我们在查询语句中指定的聚合查询名称作为响应中返回的key，其值value即我们要获取的平均值结果，上列代码演示了三种计算平均值得方法，第一种是直接获取文档内得字段然后进行聚合计算，第二种则是使用脚本得方式进行聚合打分，第三种是对不存在的字段进行聚合，前两种方式都可以对日常字段聚合，但个人举得脚本会更灵活，第三种如果文档中不存在这个字段，聚合结果会是null,如果是用missing参数指定确实字段默认值，则聚合结果为此默认值

2019-09-23更新

单值、多值聚合查询

        //单值、多值聚合
	function agg_extends_stats(){
		$client = ClientBuilder ::create() -> build();
		$params = [
			'index' => 'func_score',
			'type'  => 'doc',
			'size'  => 0,
			'body'  => [
				'aggs' => [
					'min'   => ['min' => ['field' => 'popularity']],  //最小值聚合
					'max'   => ['max' => ['field' => 'popularity']],  //最大值聚合
					'avg'   => ['avg' => ['field' => 'popularity']],  //均值聚合
					'sum'   => ['sum' => ['field' => 'popularity']],  //和值聚合
					'cardinality' => ['cardinality' =>['field' => 'popularity']], //基数聚合，比如你文档中设置的性别有 男女两种，则基数为2
					'stats' => ['stats' => ['field' => 'popularity']],  //基础度量，获取文档中此字段的基数、均值、最大、最小、和值
					'extended_stats' => ['extended_stats' => ['field' => 'popularity']],  //额外度量聚合
					'terms' => ['terms' => ['field' => 'popularity']],  //键值聚合，可以统计某个字段中每个键出现的次数
					'value_count' => ['value_count' => ['script' => ['source' => "doc.value"]]]  //值统计，有几个值
				],
			]
		];
		$response = $client->search($params);
		echo json_encode($response);
	}

以下是响应，agg中第一维数组是聚合的名称，返回值会以聚合名称-聚合值的形式返回，如下

{
    "took":23,
    "timed_out":false,
    "_shards":{
        "total":5,
        "successful":5,
        "skipped":0,
        "failed":0
    },
    "hits":{
        "total":2,
        "max_score":0,
        "hits":[

        ]
    },
    "aggregations":{
        "avg":{
            "value":3
        },
        "min":{
            "value":1
        },
        "terms":{
            "doc_count_error_upper_bound":0,
            "sum_other_doc_count":0,
            "buckets":[
                {
                    "key":1,
                    "doc_count":1
                },
                {
                    "key":5,
                    "doc_count":1
                }
            ]
        },
        "extended_stats":{
            "count":2,
            "min":1,
            "max":5,
            "avg":3,
            "sum":6,
            "sum_of_squares":26,
            "variance":4,
            "std_deviation":2,
            "std_deviation_bounds":{
                "upper":7,
                "lower":-1
            }
        },
        "stats":{
            "count":2,
            "min":1,
            "max":5,
            "avg":3,
            "sum":6
        },
        "max":{
            "value":5
        },
        "sum":{
            "value":6
        },
        "value_count":{
            "value":2
        },
        "cardinality":{
            "value":2
        }
    }
}

其中常见聚合 min \ max \ agv\sum\value_count(值统计) 此处不做解释。

» **记录集**:
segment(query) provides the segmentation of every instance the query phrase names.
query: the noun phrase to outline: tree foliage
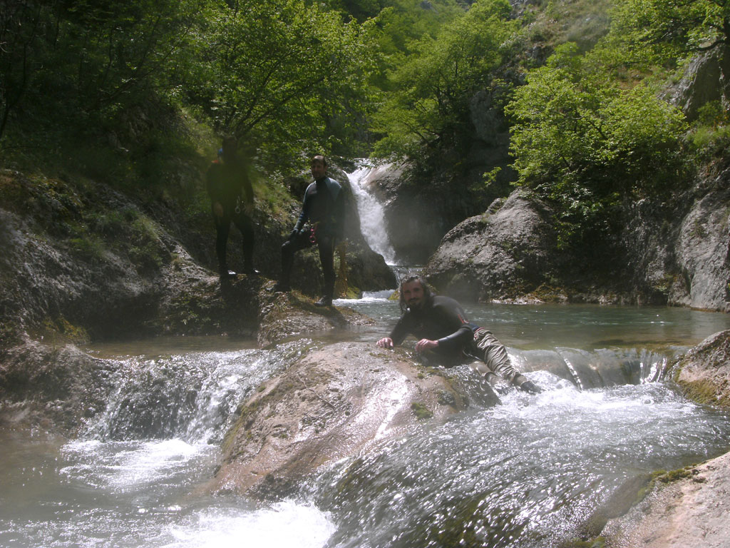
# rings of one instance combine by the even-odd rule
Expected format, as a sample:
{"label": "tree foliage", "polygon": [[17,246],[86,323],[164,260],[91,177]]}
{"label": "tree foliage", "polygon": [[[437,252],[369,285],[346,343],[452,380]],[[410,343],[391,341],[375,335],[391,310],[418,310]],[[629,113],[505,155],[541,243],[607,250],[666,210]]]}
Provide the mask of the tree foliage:
{"label": "tree foliage", "polygon": [[374,130],[385,134],[377,151],[415,157],[422,148],[460,146],[469,133],[469,101],[490,85],[508,50],[515,28],[510,9],[506,0],[481,0],[435,37],[412,44],[374,118]]}
{"label": "tree foliage", "polygon": [[366,31],[318,4],[237,0],[211,9],[196,38],[191,100],[220,131],[280,156],[323,146],[331,121],[352,115],[352,128],[366,107]]}
{"label": "tree foliage", "polygon": [[682,113],[646,85],[607,77],[593,61],[575,45],[558,47],[507,109],[518,183],[559,206],[565,243],[615,232],[623,200],[683,180]]}
{"label": "tree foliage", "polygon": [[621,0],[612,31],[634,49],[672,61],[687,53],[730,44],[730,4],[726,0]]}

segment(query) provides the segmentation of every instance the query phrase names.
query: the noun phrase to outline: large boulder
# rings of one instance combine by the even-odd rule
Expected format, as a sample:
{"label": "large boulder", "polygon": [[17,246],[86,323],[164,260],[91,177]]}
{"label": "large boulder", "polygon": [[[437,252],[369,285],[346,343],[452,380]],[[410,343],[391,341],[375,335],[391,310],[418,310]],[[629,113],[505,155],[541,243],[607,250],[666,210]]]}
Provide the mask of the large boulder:
{"label": "large boulder", "polygon": [[328,345],[243,404],[224,441],[214,489],[281,496],[320,466],[465,406],[449,381],[415,365],[402,348]]}
{"label": "large boulder", "polygon": [[426,277],[440,292],[464,300],[530,294],[555,270],[550,219],[544,203],[515,191],[449,231],[426,265]]}

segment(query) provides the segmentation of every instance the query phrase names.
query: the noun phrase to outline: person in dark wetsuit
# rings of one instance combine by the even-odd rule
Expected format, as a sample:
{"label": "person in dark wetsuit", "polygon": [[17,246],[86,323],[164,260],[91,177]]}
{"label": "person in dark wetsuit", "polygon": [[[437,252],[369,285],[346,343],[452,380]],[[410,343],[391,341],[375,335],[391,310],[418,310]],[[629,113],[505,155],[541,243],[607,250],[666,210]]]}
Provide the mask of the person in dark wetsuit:
{"label": "person in dark wetsuit", "polygon": [[[315,180],[304,192],[299,219],[289,238],[281,246],[282,274],[277,289],[289,290],[294,254],[316,244],[324,275],[324,293],[315,304],[331,306],[334,293],[334,248],[342,233],[345,198],[340,184],[327,177],[327,161],[324,156],[312,159],[312,176]],[[310,225],[305,227],[307,221]]]}
{"label": "person in dark wetsuit", "polygon": [[390,335],[376,343],[380,348],[391,349],[413,335],[419,339],[416,351],[433,351],[447,367],[463,362],[464,358],[480,359],[490,370],[485,376],[490,383],[499,376],[525,392],[541,392],[512,366],[504,346],[491,331],[470,323],[453,299],[432,294],[418,276],[401,282],[400,305],[403,314]]}
{"label": "person in dark wetsuit", "polygon": [[213,222],[215,224],[215,254],[218,259],[220,279],[236,277],[229,270],[226,260],[231,223],[241,231],[243,239],[244,270],[246,274],[258,274],[253,268],[253,187],[246,167],[237,153],[238,143],[233,137],[223,138],[218,159],[211,164],[206,173],[206,185],[210,197]]}

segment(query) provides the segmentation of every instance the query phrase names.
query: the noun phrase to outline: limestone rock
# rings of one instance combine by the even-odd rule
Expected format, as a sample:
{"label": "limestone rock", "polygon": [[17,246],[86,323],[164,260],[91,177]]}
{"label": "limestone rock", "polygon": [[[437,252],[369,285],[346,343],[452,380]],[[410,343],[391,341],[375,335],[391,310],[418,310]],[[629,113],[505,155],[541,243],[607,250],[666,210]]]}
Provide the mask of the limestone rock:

» **待完成**:
A – 根据关于聚合查询的节选内容，如果文档中不存在被聚合的字段，又没有用 missing 参数指定默认值，聚合结果会是什么？
B – 请重新打出记录中从开头到含有“Provide the mask of the tree”那一行之间的各行，首尾两行都要包括，图片不要写进答案。

» **练习答案**:
A – 聚合结果会是 null。

B –
segment(query) provides the segmentation of every instance the query phrase names.
query: the noun phrase to outline: tree foliage
# rings of one instance combine by the even-odd rule
Expected format, as a sample:
{"label": "tree foliage", "polygon": [[17,246],[86,323],[164,260],[91,177]]}
{"label": "tree foliage", "polygon": [[[437,252],[369,285],[346,343],[452,380]],[[410,343],[391,341],[375,335],[391,310],[418,310]],[[629,113],[505,155],[541,243],[607,250],[666,210]]]}
Provide the mask of the tree foliage:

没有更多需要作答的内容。